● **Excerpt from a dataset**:
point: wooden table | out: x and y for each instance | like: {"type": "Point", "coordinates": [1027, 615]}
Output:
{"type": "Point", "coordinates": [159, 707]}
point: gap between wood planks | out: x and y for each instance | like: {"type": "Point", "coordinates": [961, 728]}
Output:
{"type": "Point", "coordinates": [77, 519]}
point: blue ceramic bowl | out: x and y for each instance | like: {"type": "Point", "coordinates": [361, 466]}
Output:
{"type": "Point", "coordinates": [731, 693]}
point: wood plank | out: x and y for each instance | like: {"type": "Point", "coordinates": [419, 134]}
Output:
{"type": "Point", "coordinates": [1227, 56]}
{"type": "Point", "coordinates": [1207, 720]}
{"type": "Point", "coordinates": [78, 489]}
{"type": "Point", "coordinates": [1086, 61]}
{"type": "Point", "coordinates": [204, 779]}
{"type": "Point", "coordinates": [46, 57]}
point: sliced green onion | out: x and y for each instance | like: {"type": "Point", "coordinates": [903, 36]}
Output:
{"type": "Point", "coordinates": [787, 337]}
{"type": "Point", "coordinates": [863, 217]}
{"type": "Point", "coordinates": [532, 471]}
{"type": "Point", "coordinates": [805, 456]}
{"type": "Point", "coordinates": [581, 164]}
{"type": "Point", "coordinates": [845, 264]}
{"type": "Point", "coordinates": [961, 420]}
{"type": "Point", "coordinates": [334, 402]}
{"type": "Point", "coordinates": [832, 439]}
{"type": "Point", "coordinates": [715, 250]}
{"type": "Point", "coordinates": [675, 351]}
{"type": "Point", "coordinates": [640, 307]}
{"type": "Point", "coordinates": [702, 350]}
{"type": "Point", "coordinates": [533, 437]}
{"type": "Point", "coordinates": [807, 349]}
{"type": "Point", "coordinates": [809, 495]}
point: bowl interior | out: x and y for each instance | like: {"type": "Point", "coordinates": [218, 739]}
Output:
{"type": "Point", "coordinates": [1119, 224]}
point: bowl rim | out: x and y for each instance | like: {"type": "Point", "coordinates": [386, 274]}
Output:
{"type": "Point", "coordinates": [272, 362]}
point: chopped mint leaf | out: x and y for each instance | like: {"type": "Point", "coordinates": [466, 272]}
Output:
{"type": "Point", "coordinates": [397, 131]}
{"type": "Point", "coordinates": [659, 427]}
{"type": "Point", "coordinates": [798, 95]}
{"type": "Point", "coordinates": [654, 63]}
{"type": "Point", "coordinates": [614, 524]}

● **Exercise task**:
Copy out the full material exactly as it appears.

● **Exercise output**:
point: wooden table | out: x and y for each instance | like: {"type": "Point", "coordinates": [1027, 615]}
Output:
{"type": "Point", "coordinates": [159, 707]}
point: gap between wood planks | out: x and y for each instance | like: {"type": "Point", "coordinates": [961, 728]}
Output:
{"type": "Point", "coordinates": [77, 519]}
point: blue ceramic bowl | out: x and y for each instance | like: {"type": "Point", "coordinates": [361, 466]}
Output:
{"type": "Point", "coordinates": [731, 693]}
point: wood plank | out: x and y for each instance | like: {"type": "Point", "coordinates": [419, 134]}
Output:
{"type": "Point", "coordinates": [1227, 56]}
{"type": "Point", "coordinates": [1207, 720]}
{"type": "Point", "coordinates": [78, 489]}
{"type": "Point", "coordinates": [1086, 61]}
{"type": "Point", "coordinates": [204, 779]}
{"type": "Point", "coordinates": [46, 57]}
point: sliced green onion | out: x and y for each instance | like: {"type": "Point", "coordinates": [903, 36]}
Output:
{"type": "Point", "coordinates": [787, 337]}
{"type": "Point", "coordinates": [863, 217]}
{"type": "Point", "coordinates": [532, 471]}
{"type": "Point", "coordinates": [805, 456]}
{"type": "Point", "coordinates": [581, 164]}
{"type": "Point", "coordinates": [845, 264]}
{"type": "Point", "coordinates": [961, 420]}
{"type": "Point", "coordinates": [334, 402]}
{"type": "Point", "coordinates": [832, 439]}
{"type": "Point", "coordinates": [715, 250]}
{"type": "Point", "coordinates": [675, 351]}
{"type": "Point", "coordinates": [640, 307]}
{"type": "Point", "coordinates": [702, 350]}
{"type": "Point", "coordinates": [533, 437]}
{"type": "Point", "coordinates": [807, 349]}
{"type": "Point", "coordinates": [809, 495]}
point: bowl interior | out: x and y for each instance | like: {"type": "Point", "coordinates": [218, 739]}
Output:
{"type": "Point", "coordinates": [1119, 224]}
point: bowl rim | out: x and y for each instance | like: {"type": "Point", "coordinates": [386, 274]}
Output:
{"type": "Point", "coordinates": [272, 362]}
point: chopped mint leaf | out: x and y for each instance | like: {"type": "Point", "coordinates": [466, 272]}
Output:
{"type": "Point", "coordinates": [397, 131]}
{"type": "Point", "coordinates": [659, 427]}
{"type": "Point", "coordinates": [798, 95]}
{"type": "Point", "coordinates": [654, 63]}
{"type": "Point", "coordinates": [614, 524]}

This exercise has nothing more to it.